- **REQUEST**: Rewrite the items from the line containing "Would you mind pointing to the illuminated" through the last item, replacing "sign panel" with "signboard" and leaving everything else unchanged.

- **MATERIAL**:
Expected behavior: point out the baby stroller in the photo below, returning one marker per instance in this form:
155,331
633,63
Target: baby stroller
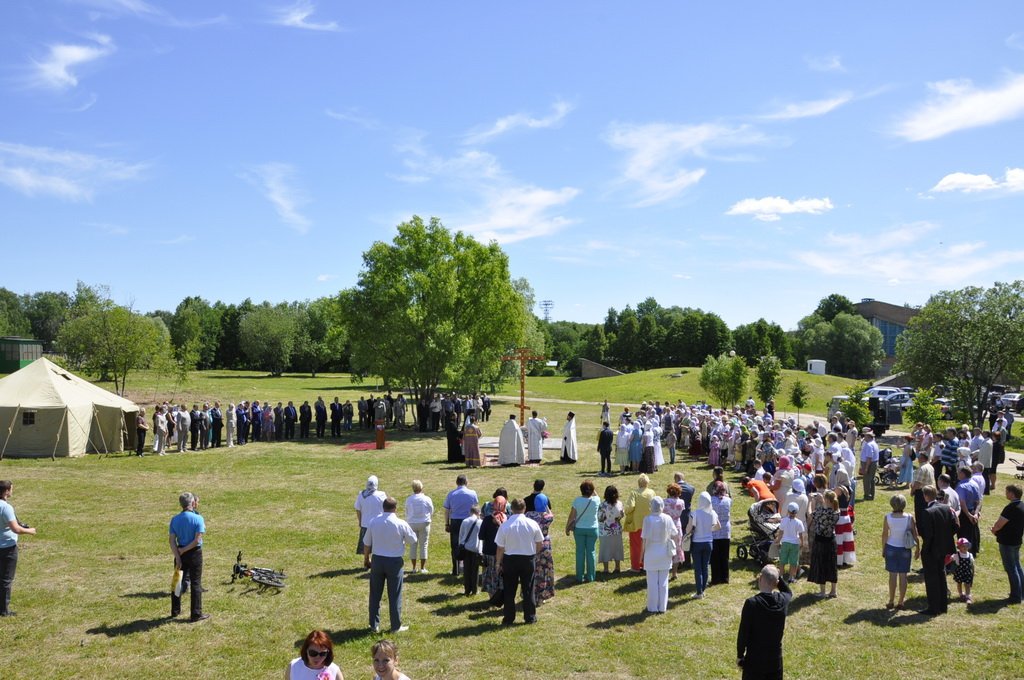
764,523
888,468
1019,464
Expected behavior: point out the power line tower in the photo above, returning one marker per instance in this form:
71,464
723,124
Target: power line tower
547,305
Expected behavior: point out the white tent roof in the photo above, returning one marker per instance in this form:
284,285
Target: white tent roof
43,384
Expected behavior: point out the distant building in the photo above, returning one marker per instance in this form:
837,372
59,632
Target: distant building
15,353
891,320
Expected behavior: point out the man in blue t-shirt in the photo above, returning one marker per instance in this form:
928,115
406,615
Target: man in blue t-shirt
185,538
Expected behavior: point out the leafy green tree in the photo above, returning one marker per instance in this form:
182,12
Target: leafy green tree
12,317
432,308
46,311
967,339
321,335
767,378
112,341
923,409
850,344
724,377
798,396
267,337
834,305
196,331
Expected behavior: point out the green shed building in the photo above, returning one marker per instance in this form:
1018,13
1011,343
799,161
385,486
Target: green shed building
15,353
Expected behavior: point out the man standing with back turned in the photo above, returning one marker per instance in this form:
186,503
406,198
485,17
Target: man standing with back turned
186,533
518,541
386,539
759,643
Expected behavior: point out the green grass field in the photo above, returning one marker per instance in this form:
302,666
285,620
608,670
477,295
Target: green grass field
92,587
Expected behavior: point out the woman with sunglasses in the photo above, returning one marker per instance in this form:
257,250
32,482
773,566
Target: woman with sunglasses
315,660
385,655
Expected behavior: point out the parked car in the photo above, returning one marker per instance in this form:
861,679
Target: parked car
882,392
1013,400
901,399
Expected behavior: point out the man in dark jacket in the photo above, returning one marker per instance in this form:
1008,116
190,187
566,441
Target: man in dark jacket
759,643
604,442
937,535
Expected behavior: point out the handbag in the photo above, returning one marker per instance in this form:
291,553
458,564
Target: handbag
570,526
908,540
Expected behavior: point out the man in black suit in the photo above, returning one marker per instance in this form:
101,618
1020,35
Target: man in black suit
937,533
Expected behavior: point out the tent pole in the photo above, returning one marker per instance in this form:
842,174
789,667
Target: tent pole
53,454
102,439
10,429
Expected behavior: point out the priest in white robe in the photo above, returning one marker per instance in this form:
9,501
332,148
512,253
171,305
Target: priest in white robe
568,439
536,427
510,445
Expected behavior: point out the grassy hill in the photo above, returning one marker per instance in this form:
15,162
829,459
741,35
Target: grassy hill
672,384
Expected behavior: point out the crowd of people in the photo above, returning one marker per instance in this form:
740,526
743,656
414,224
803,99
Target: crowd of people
803,481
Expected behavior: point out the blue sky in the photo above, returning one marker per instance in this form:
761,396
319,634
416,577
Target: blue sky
742,158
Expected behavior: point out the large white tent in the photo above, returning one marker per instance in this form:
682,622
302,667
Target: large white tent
46,411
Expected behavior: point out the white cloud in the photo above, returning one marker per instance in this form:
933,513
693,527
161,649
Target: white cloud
965,182
770,209
67,175
516,213
297,15
826,62
275,181
503,125
147,11
655,150
809,109
354,117
177,241
55,72
903,249
957,104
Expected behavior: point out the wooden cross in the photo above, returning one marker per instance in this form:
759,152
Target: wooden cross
522,354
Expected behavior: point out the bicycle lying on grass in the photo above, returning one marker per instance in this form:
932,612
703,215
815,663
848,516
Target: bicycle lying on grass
262,577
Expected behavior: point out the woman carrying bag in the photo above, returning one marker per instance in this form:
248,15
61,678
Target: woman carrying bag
583,524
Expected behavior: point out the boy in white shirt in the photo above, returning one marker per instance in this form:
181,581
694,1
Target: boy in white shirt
791,538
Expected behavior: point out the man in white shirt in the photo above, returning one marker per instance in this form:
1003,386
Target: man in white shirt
518,541
868,463
385,541
535,437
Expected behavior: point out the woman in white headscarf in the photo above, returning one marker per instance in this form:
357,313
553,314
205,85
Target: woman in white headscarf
659,537
702,523
369,504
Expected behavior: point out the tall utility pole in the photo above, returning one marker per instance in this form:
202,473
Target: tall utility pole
522,354
547,305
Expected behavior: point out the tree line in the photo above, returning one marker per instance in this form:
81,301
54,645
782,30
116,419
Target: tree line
432,307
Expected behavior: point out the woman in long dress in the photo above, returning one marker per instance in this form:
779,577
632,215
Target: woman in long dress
471,443
823,521
544,563
609,517
659,539
492,582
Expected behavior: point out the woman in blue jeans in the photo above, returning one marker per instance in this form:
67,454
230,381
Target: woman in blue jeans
583,524
702,522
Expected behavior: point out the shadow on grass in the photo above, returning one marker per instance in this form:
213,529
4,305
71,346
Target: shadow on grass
987,606
635,585
344,636
625,621
473,631
338,572
891,618
148,596
130,628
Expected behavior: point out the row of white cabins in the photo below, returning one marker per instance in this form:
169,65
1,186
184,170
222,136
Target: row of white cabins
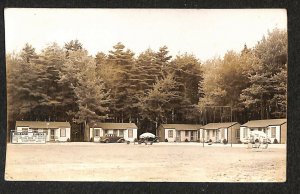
232,132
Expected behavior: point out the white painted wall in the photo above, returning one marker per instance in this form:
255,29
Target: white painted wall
128,138
167,136
63,139
242,138
277,136
19,129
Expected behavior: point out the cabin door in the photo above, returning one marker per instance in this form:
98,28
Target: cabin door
51,134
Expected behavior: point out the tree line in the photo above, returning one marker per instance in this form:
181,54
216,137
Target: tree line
153,87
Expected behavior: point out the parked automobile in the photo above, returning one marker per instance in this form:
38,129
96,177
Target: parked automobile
148,140
112,138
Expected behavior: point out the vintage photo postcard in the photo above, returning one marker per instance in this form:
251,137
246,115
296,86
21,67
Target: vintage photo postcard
146,95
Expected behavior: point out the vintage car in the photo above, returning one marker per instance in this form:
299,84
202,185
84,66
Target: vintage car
112,138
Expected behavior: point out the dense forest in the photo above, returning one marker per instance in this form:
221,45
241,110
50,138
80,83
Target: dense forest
68,84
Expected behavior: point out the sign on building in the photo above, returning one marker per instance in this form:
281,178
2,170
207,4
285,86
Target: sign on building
28,137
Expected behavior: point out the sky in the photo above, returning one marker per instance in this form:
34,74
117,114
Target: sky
205,33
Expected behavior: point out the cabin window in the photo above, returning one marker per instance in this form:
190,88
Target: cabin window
237,133
130,133
273,132
246,132
115,132
97,132
63,132
121,133
170,134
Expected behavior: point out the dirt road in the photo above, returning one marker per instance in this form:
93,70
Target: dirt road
176,162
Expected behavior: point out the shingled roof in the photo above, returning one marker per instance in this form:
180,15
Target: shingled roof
42,124
219,125
182,126
114,125
264,123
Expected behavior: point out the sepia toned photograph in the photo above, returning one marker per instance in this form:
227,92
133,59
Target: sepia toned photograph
146,95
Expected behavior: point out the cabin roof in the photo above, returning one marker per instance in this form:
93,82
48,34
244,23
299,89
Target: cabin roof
181,127
42,124
219,125
264,123
114,125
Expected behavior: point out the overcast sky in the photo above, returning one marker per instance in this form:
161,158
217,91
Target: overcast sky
202,32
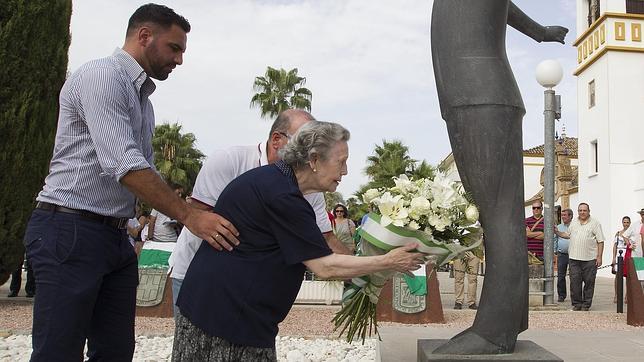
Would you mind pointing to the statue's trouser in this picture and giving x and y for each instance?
(487, 147)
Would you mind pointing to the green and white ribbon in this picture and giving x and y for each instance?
(382, 239)
(155, 254)
(639, 268)
(391, 236)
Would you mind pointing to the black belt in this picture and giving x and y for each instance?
(115, 222)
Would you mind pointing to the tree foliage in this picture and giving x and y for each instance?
(279, 90)
(175, 155)
(333, 198)
(390, 160)
(34, 39)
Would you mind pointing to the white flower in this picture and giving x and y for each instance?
(438, 222)
(418, 207)
(370, 195)
(391, 209)
(472, 214)
(405, 185)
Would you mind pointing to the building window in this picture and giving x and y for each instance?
(635, 6)
(594, 157)
(593, 11)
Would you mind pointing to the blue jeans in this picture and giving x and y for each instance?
(86, 278)
(582, 282)
(562, 269)
(176, 287)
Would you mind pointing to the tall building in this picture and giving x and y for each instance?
(610, 108)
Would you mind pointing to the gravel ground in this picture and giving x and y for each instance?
(315, 321)
(305, 336)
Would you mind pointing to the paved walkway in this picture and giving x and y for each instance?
(570, 345)
(600, 345)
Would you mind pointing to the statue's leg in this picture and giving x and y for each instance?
(487, 146)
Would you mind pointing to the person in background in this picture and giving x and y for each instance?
(641, 231)
(344, 228)
(561, 248)
(163, 228)
(534, 230)
(16, 281)
(585, 256)
(467, 264)
(624, 242)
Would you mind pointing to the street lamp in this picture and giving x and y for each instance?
(549, 74)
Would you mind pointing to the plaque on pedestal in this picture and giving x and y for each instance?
(398, 304)
(635, 292)
(154, 294)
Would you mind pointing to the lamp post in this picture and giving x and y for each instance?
(549, 74)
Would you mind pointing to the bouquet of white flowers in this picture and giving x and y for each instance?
(435, 213)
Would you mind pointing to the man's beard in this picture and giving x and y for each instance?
(157, 69)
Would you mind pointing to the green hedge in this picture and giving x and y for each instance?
(34, 40)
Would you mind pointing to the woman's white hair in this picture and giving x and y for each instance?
(313, 138)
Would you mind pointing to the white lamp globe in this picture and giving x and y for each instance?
(549, 73)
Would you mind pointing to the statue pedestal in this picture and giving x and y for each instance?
(523, 351)
(154, 294)
(397, 304)
(535, 285)
(635, 311)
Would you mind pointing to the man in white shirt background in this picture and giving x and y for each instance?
(222, 166)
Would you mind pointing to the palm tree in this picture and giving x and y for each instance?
(279, 90)
(390, 160)
(175, 155)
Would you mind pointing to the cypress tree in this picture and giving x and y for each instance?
(34, 40)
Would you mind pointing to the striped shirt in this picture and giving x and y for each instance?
(105, 127)
(584, 239)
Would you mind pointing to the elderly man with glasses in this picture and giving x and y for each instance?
(534, 230)
(221, 167)
(585, 251)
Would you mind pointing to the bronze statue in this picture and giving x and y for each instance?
(482, 106)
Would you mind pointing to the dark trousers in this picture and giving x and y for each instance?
(16, 280)
(562, 269)
(86, 276)
(582, 272)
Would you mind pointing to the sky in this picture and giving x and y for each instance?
(367, 63)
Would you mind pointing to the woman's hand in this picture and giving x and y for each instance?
(405, 258)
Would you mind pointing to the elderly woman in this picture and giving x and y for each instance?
(232, 302)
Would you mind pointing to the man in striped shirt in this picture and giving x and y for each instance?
(585, 256)
(534, 229)
(85, 267)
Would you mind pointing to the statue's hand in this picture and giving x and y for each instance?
(555, 33)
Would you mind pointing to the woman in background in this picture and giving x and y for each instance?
(344, 229)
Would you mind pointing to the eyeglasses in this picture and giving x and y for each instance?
(288, 136)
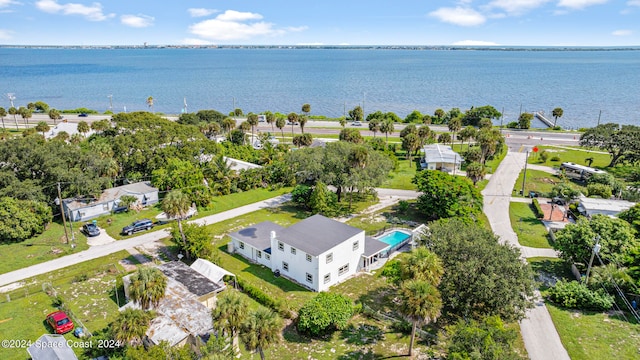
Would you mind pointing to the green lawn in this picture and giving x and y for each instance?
(49, 245)
(87, 288)
(588, 335)
(529, 229)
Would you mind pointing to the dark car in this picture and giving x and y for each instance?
(60, 322)
(90, 229)
(138, 225)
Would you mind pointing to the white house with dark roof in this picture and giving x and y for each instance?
(316, 252)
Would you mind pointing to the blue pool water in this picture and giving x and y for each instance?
(394, 238)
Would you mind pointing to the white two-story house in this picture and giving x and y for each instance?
(317, 252)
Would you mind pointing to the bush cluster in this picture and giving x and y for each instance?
(576, 295)
(537, 209)
(260, 296)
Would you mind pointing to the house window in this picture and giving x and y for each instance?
(327, 278)
(343, 269)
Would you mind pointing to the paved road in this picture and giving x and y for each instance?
(540, 335)
(95, 252)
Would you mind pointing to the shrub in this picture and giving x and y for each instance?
(325, 313)
(576, 295)
(535, 205)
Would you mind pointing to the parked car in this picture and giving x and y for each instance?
(60, 322)
(90, 229)
(138, 225)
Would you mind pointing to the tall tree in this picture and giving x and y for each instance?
(229, 314)
(556, 113)
(131, 326)
(176, 205)
(261, 329)
(421, 303)
(148, 286)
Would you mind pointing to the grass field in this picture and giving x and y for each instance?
(529, 229)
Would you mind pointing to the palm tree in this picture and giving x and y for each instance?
(229, 314)
(252, 119)
(42, 127)
(303, 121)
(421, 303)
(131, 325)
(13, 111)
(176, 205)
(147, 287)
(280, 123)
(422, 264)
(3, 113)
(556, 113)
(261, 329)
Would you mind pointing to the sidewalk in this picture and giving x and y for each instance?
(97, 251)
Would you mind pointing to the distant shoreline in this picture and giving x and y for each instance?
(334, 47)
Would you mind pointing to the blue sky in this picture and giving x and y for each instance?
(324, 22)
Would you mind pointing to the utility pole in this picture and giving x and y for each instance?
(64, 221)
(524, 178)
(596, 249)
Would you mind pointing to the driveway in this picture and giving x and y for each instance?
(538, 332)
(109, 247)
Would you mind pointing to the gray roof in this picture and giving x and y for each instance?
(373, 246)
(316, 234)
(51, 347)
(195, 282)
(258, 235)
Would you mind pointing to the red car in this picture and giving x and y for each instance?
(60, 322)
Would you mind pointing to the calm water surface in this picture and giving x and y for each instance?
(583, 83)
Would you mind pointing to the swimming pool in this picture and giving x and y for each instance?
(394, 238)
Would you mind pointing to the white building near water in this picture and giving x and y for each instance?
(441, 157)
(317, 252)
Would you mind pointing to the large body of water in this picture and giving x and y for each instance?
(586, 84)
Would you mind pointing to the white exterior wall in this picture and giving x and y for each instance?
(342, 254)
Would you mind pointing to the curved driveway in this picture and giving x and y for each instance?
(538, 332)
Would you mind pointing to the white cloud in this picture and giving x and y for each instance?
(517, 6)
(236, 25)
(474, 43)
(201, 12)
(459, 16)
(137, 20)
(92, 13)
(580, 4)
(5, 34)
(622, 32)
(232, 15)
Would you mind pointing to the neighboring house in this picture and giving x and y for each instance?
(85, 209)
(316, 252)
(184, 314)
(51, 347)
(69, 128)
(441, 157)
(611, 207)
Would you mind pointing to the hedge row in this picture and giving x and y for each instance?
(260, 296)
(537, 209)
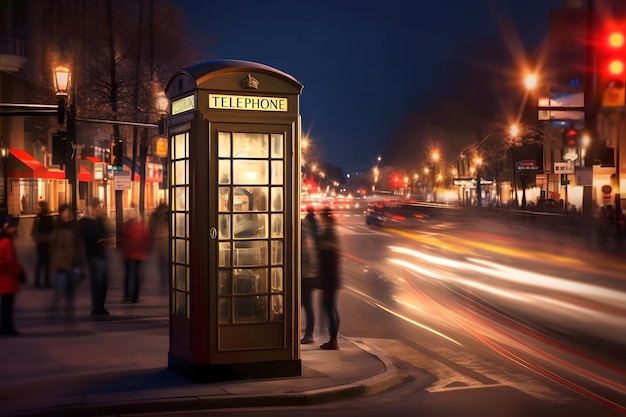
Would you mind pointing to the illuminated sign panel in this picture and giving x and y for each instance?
(183, 104)
(229, 102)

- **TASK RESPONSE**:
Would you mind pointing to the illuminated signboard in this picture and giving x and y for each instance?
(183, 104)
(229, 102)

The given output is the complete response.